§ **WORK TASK**
Go to the line that contains "Find the bridge pillar" and transcribe from there to the end of the entries, that line and the last one included.

§ **AVAILABLE DATA**

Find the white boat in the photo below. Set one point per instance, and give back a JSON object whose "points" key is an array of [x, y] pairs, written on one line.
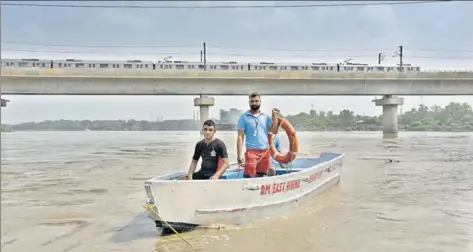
{"points": [[235, 200]]}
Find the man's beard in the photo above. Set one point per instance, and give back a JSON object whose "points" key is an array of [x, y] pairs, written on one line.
{"points": [[254, 107]]}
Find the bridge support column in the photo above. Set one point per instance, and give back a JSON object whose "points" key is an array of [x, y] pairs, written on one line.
{"points": [[204, 102], [389, 103], [4, 102]]}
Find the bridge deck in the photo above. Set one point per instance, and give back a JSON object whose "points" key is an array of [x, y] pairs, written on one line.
{"points": [[182, 74], [136, 82]]}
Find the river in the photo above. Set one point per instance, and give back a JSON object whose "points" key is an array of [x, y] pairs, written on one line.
{"points": [[82, 191]]}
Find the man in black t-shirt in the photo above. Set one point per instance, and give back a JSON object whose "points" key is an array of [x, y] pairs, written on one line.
{"points": [[214, 155]]}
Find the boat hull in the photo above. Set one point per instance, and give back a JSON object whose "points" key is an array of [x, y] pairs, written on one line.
{"points": [[234, 200]]}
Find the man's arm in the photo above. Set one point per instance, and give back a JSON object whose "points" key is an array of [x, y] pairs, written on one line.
{"points": [[223, 154], [194, 161], [240, 137]]}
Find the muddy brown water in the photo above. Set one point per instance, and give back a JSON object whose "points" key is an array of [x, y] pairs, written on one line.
{"points": [[82, 191]]}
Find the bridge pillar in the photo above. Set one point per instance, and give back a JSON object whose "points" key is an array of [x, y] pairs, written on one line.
{"points": [[389, 103], [204, 102], [4, 102]]}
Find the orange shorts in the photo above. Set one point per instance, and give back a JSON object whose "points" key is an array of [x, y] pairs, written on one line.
{"points": [[257, 161]]}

§ **RESPONSE**
Find the bridge pillar in the photo above. Set one point per instance, and give back a JSON object whose "points" key is an array of [x, y] pairs, written on one line.
{"points": [[389, 103], [204, 102], [4, 102]]}
Find the orange shorts in the photo above. Set one point per instance, and give back a JSON object whose "points" key is an array of [x, y] pairs, written on one line.
{"points": [[257, 161]]}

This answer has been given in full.